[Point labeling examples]
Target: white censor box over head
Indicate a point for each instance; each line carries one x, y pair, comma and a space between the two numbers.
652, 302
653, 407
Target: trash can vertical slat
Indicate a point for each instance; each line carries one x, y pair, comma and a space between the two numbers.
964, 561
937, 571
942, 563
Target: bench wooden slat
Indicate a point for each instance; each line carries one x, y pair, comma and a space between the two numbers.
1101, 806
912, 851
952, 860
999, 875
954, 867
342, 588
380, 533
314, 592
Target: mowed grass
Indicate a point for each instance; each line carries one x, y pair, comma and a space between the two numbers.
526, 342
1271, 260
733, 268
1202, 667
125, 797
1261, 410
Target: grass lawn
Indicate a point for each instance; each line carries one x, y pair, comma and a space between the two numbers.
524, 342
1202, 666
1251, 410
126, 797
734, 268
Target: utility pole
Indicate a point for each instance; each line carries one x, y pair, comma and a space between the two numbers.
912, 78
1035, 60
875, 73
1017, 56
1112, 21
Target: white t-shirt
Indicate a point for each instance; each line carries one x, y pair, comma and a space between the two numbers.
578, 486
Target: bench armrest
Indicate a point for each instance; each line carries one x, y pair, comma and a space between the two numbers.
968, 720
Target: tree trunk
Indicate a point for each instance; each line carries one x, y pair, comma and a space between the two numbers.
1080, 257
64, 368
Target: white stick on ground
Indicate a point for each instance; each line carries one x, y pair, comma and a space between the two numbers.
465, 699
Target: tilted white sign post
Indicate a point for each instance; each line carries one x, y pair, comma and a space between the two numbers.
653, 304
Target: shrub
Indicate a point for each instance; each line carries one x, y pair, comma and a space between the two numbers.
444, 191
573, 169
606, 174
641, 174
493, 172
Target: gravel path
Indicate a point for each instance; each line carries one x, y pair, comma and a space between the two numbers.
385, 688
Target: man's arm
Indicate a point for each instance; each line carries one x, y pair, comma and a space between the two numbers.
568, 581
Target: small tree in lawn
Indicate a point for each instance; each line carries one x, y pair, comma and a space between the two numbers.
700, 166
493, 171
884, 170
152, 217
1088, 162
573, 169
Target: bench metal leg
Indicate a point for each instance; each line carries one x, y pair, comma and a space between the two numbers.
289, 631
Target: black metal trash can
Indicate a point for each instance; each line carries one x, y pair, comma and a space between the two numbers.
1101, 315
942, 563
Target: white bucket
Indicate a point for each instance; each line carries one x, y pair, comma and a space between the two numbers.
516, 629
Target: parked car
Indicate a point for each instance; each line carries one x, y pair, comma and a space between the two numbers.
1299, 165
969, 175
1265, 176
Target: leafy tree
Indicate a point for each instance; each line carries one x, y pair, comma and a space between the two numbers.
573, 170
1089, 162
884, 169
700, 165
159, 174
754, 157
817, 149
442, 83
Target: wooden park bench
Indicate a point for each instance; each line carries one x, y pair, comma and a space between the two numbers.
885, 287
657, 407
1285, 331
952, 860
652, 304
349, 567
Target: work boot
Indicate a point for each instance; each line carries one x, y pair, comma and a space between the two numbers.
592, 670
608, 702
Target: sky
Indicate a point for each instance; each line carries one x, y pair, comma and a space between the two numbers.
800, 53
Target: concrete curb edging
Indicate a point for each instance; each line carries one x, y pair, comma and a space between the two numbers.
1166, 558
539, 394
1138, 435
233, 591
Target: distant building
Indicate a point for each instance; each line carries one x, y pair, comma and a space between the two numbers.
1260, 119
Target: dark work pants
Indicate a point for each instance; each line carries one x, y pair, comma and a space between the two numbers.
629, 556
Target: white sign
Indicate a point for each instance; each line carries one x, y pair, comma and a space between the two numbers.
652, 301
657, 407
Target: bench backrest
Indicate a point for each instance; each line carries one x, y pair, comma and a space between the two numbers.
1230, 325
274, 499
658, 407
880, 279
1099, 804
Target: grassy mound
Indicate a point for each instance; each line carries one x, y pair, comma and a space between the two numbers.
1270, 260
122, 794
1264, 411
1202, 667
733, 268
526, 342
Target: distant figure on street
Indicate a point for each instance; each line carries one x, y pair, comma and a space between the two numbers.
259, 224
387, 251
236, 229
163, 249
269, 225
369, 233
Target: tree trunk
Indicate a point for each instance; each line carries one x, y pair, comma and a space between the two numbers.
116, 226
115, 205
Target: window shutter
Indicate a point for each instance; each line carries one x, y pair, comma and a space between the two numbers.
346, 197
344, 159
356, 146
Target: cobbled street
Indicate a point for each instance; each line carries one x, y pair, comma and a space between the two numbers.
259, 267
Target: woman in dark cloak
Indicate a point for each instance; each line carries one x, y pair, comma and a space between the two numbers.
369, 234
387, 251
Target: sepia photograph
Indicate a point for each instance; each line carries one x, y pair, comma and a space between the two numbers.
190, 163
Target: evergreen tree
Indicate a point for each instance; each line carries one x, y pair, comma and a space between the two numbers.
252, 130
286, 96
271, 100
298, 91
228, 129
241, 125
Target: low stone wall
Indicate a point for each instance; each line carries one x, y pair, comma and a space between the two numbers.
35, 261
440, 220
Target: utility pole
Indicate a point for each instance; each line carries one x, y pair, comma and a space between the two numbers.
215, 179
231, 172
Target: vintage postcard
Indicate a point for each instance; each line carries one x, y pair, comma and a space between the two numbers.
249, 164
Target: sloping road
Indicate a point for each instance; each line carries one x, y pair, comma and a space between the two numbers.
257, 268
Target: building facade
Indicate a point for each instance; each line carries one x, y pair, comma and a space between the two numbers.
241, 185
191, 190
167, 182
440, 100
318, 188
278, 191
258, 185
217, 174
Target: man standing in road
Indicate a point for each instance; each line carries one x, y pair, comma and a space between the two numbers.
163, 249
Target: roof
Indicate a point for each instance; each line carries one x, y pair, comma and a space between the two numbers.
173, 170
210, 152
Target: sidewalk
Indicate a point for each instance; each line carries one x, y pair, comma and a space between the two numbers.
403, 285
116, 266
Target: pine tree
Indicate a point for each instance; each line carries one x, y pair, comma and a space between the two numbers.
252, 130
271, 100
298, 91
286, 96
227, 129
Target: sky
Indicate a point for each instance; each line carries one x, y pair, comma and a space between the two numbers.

§ The exercise
Rewrite every row above with "Indicate a point" changed to "Place a point" wherever it appears, leaving everything else as it is.

§ Problem solution
Target: white censor box over head
Place a point for each instance; each line carries one x, y pair, comma and a space between the two numbers.
652, 302
653, 407
Target: trash can vertical slat
Place a point for each instance; each line carries one x, y pair, comma and a space between the two numbers.
964, 561
937, 571
942, 563
Target: bench wooden slat
Place a point for each instance; each line carries one x, y pair, comma and a space between the two numbers.
1101, 806
912, 851
952, 860
999, 875
954, 867
342, 588
380, 533
314, 592
Target: mowed grass
Place a point for each instance; each line carries one x, y pair, comma and a space between the two numbers.
526, 342
1271, 260
733, 268
1202, 667
125, 797
1261, 410
Target: grass lawn
Place a point for each instance; each line carries one x, y pair, comma and a space between the two numbers.
524, 342
1202, 666
1251, 410
126, 797
734, 268
Target: utility pole
Place a point for each instance; each line carries one x, y pair, comma and a space between the two numbers.
912, 78
1035, 60
875, 73
1017, 56
1112, 21
Target: white t-shirt
Place a point for each instance; each line carries one x, y pair, comma and a space between the two numbers.
578, 486
Target: bench armrest
Place a point for each instance; each line carries one x, y pair, comma and a space between the two numbers.
968, 720
Target: tree trunk
Place a point for each instance; each line carries one x, y pair, comma and a space between the two numbers.
1080, 257
64, 368
Target: white stick on ground
Place a point for each instance; each line carries one x, y pair, comma and a space between the two numbers.
465, 699
Target: tilted white sign post
Place a point for each instance; each line carries one x, y pair, comma and a space between the two numbers.
653, 304
Target: shrub
Place a point for each instance; each line carries one x, y pair, comma and a space between the two numbers.
444, 191
573, 169
606, 174
641, 174
493, 172
Target: gravel path
Place a point for each instance; each line carries one x, y pair, comma and a space between the two numbers.
385, 688
Target: man's arm
Place a point for each instance; each line carries one x, y pair, comma and a space between the two numbers.
568, 581
Target: small tree in lawn
Place a point for each instance; each line carries one x, y pair, comma and a space between the two numbers.
700, 166
493, 171
884, 170
152, 217
1088, 162
573, 169
Target: bench metal leg
Place a point for each instance; each line carries one x, y pair, comma and a space between the two numbers.
289, 631
Target: black metal trash can
Place a point for each instance; each line carries one x, y pair, comma and a space between the two numbers.
1101, 315
942, 563
Target: white bucket
Place a point for each instance; each line carries one x, y pair, comma and a space between the two numbers.
516, 629
Target: parked car
Place a point for each instance; each line carries one x, y pair, comma and a space between the two numbers.
1299, 165
969, 175
1265, 176
Target: leafy tree
Place a point for each instance; each line carries one x, y pair, comma and a space between the two numbers.
573, 170
1089, 162
884, 169
700, 165
159, 174
754, 157
817, 149
442, 83
Target: wooden park bench
Place a point for each instance; each line carries one x, y pair, comma and a space between the two numbers.
885, 287
657, 407
1285, 331
952, 860
652, 304
349, 567
Target: work boot
Place a point for each instance; each line carries one x, y pair, comma and a space between the two numbers.
592, 670
608, 702
Target: sky
Place a point for each instance; each line carries one x, y pair, comma and a space between the two numbers.
800, 53
Target: concrete curb edging
Place a point for each instance; each line carries one x, y pair, comma and a space between the two numbers.
1166, 558
539, 394
1138, 435
233, 591
Target: distant building
Place a point for each instance; each line carries one x, y pair, comma and a space between the two numbers.
1260, 119
Target: dark work pants
Place a point for each instance; each line carries one x, y pair, comma and a space between the two numbers.
629, 556
Target: white sign
Place a point for each instance; each line carries one x, y pair, comma and a space between the two numbers.
652, 301
657, 407
Target: bench backrest
Place a point for each instance; each line carries one x, y pair, comma and a space between the two numbers.
1230, 325
274, 499
658, 407
880, 279
1099, 804
Target: grassy mound
Place a point for each instance; each line carries one x, y pair, comma and a space between the two numbers.
1270, 260
122, 794
1264, 411
1202, 667
733, 268
526, 342
Target: distant figure on street
Place a point for each instance; each line carries one x, y pair, comma and a space between the two numbers.
259, 224
387, 251
236, 229
163, 249
269, 225
369, 233
Target: tree trunk
Place a point for each instance; each line carries one x, y pair, comma and a space between the two numbers.
116, 226
115, 205
Target: window shutter
Place a point for each instance; each line carries one x, y pair, comma and a space between the two numbers.
346, 197
344, 159
356, 146
Target: cobbled street
Place a point for each instance; each line carries one x, y pair, comma and a space between the two numbers.
259, 267
Target: woman in dark cloak
Place a point for each instance; each line carries one x, y pair, comma and a space between the two numbers.
369, 234
387, 251
Target: sepia photograph
Place a point for each instance; each line carries one x, y pair, comma and a space between the two numbers.
190, 163
Target: evergreen tree
Place a point for each instance; each line carries one x, y pair, comma and a space between the two numbers.
252, 130
286, 96
271, 100
298, 91
228, 129
241, 125
Target: low stone wall
Place a point for each instance; each line carries one x, y pair, comma and a space between the two numbers.
35, 261
440, 220
Target: utility pole
Place a point for each instance; each line carries one x, y pair, comma and a space between the two numbers.
215, 179
231, 172
Target: vintage postcard
Place a point for each instance; each line carries one x, y pair, comma and a space between the two numbers.
249, 164
Target: sloping road
Place a point for each instance; each line carries one x, y pair, comma and a space between the two numbers.
257, 268
Target: building facade
Place a point for each instance; each line carries one x, y pair, comma and a space between the two numbers.
241, 185
191, 190
167, 182
440, 100
318, 188
278, 191
258, 185
217, 174
Target: man standing in road
Place a point for each instance; each line carries one x, y pair, comma and a space between the two numbers.
163, 249
Target: roof
Place a point for each instance; each line carries one x, y pair, comma and a space between the two numbers.
173, 170
210, 152
Target: sidewalk
Place a point for each instance; each line carries one x, y pair, comma and a space between the two numbers.
403, 285
116, 266
Target: pine tree
Place a point for each instance; each line carries one x, y pair, comma and a space between the two numbers.
252, 130
271, 100
298, 91
286, 96
227, 129
Target: sky
Place a point for each instance; each line carries one x, y pair, comma and a space between the two numbers.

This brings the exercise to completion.